APS airsoft BARRETT FIELDCRAFT スナイパーライフル【JASG認定】
レビュー: 金子一也 (Gunsmith BATON 店長)
JASG認定コッキングエアーガン APS airsoft BARRETT FIELDCRAFT スナイパーライフル
手頃な価格で安定した性能の電動ガンを多数リリースしている香港のエアガンメーカー、APS airsoft社から、正規ライセンスを取得したEMGブランドのコッキング式エアーガン、BARRETT FIELDCRAFT スナイパーライフルが発売された。
同社製のコッキング式エアーガンとしては、2018年発売のAPM40A3に続く第二弾となる。
言うまでも無く、本製品もJASG自主規約に基づく認定検査に合格した安全安心なエアースポーツガンであり、購入後三ヶ月以内は、修理工賃・パーツ代に加え、修理品の受け渡しにかかる送料までもが完全に無料という万全のサポートが受けられるのは、これまでレビューをお届けした同社製電動ガンと何ら変わらない。
※サポートには商品添付の保証書が必須。購入後3ヶ月以上経過した場合でも、有料でのサポートを受けることが可能。
BARRETT FIREARMS社初の狩猟用ボルトアクションライフル
BARRETT FIELDCRAFTは、50口径対物ライフルで有名なBARRETT FIREARMS社が2017年のSHOTSHOWで発表した、同社初のボルトアクションライフルである。
険しい山林に分け入り、獲物を求めて移動する山岳狩猟用のマウンテンライフルとして開発されたBARRETT FIELDCRAFTは、22-250 Remingtonから308 Winchesterまで実に9種類もの弾薬に対応可能でありながら、徹底した軽量化設計により、わずか5.2ポンド(2.36kg)という信じがたいほどの軽さを誇っている。
ライフルの軽さは、弾頭が銃口から射出される前にバレルが動くことによる命中精度の低下に繋がることが多いが、バレルをタイトに包み込むカーボンファイバー製のストックを始めとした、反動を抑える様々な工夫により、この問題を見事に克服。

記録情報 —

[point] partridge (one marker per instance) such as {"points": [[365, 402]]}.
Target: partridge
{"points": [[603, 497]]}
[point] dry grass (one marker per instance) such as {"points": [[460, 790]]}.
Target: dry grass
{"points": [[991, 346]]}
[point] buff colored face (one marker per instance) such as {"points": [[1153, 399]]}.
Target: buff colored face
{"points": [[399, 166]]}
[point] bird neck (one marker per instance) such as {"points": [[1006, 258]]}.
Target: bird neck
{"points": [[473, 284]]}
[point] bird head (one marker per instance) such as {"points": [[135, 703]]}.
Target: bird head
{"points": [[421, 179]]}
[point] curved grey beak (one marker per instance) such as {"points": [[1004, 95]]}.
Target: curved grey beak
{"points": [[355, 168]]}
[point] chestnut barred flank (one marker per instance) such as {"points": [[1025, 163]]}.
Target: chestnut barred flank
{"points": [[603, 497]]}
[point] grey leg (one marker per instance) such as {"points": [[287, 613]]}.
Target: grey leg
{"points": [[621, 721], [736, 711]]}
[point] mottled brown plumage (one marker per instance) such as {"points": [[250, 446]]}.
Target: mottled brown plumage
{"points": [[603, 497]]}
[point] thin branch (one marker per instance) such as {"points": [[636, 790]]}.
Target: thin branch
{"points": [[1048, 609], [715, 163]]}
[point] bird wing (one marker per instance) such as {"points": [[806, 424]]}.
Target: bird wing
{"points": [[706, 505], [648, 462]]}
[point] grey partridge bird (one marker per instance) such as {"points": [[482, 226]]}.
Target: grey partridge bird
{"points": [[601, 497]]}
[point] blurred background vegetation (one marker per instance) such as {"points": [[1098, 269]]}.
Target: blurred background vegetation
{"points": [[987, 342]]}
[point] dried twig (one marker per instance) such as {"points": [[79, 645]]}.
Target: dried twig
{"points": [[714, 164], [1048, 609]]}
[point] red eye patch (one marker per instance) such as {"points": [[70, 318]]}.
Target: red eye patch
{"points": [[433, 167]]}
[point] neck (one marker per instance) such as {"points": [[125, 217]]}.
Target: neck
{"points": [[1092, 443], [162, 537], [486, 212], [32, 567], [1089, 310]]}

小問 A — 提示文によると、購入後三ヶ月以内のサポートで無料になる費用は何か。すべて挙げよ。
小問 B — 提示文の「APS airsoft BARRETT FIELDCRAFT スナイパーライフル【JASG認定】」から「製電動ガンと何ら変わらない。」までを、「コッキング式エアーガン」を「エアーコッキングガン」に改めて書き直せ。

解答例 A — 修理工賃、パーツ代、修理品の受け渡しにかかる送料

解答例 B —
APS airsoft BARRETT FIELDCRAFT スナイパーライフル【JASG認定】
レビュー: 金子一也 (Gunsmith BATON 店長)
JASG認定コッキングエアーガン APS airsoft BARRETT FIELDCRAFT スナイパーライフル
手頃な価格で安定した性能の電動ガンを多数リリースしている香港のエアガンメーカー、APS airsoft社から、正規ライセンスを取得したEMGブランドのエアーコッキングガン、BARRETT FIELDCRAFT スナイパーライフルが発売された。
同社製のエアーコッキングガンとしては、2018年発売のAPM40A3に続く第二弾となる。
言うまでも無く、本製品もJASG自主規約に基づく認定検査に合格した安全安心なエアースポーツガンであり、購入後三ヶ月以内は、修理工賃・パーツ代に加え、修理品の受け渡しにかかる送料までもが完全に無料という万全のサポートが受けられるのは、これまでレビューをお届けした同社製電動ガンと何ら変わらない。